==== RECORDS FOR THE EXERCISE ====

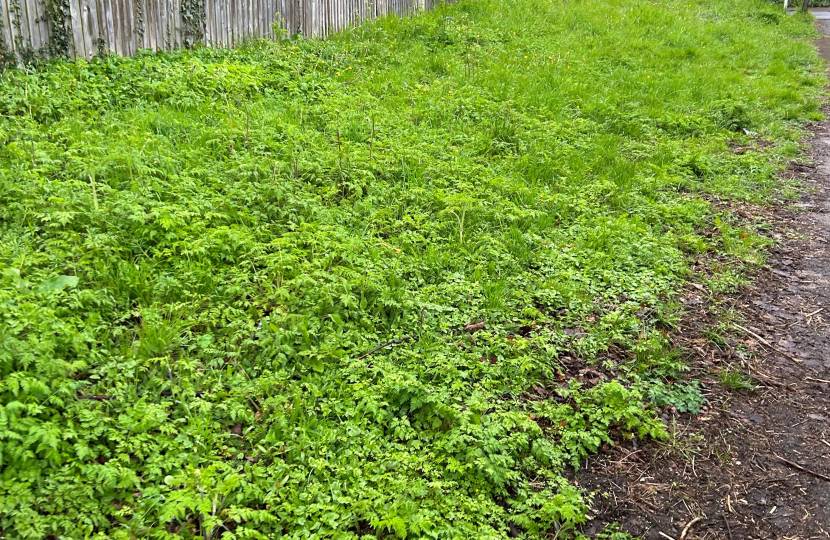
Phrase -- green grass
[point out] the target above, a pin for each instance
(209, 242)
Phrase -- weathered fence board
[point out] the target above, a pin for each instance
(92, 27)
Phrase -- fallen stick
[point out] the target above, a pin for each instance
(96, 398)
(473, 327)
(728, 528)
(689, 526)
(767, 343)
(388, 343)
(800, 468)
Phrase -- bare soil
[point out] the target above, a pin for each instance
(755, 463)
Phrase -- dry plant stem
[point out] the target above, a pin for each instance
(800, 468)
(728, 528)
(689, 526)
(767, 343)
(388, 343)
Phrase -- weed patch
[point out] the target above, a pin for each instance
(202, 250)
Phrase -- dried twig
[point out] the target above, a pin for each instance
(728, 528)
(767, 343)
(473, 327)
(96, 398)
(388, 343)
(689, 526)
(800, 468)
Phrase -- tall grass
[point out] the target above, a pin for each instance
(245, 225)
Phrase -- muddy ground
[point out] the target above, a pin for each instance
(756, 462)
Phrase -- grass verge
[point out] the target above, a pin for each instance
(202, 250)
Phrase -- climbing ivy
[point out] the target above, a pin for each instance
(193, 22)
(25, 52)
(6, 56)
(139, 21)
(60, 38)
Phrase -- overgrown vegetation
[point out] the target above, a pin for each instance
(200, 249)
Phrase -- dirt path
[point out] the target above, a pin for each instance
(756, 464)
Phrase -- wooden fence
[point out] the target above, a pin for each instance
(85, 28)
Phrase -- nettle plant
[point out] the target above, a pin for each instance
(388, 284)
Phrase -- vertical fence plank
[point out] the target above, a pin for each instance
(125, 26)
(42, 24)
(6, 24)
(210, 18)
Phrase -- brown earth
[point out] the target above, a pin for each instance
(756, 462)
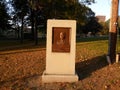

====

PROBLEM REQUIREMENTS: Where a line in the material contains "grass", copy that line.

REPLY TO THE TASK:
Phrase -- green grass
Phrase -- tall grass
Phrase -- grass verge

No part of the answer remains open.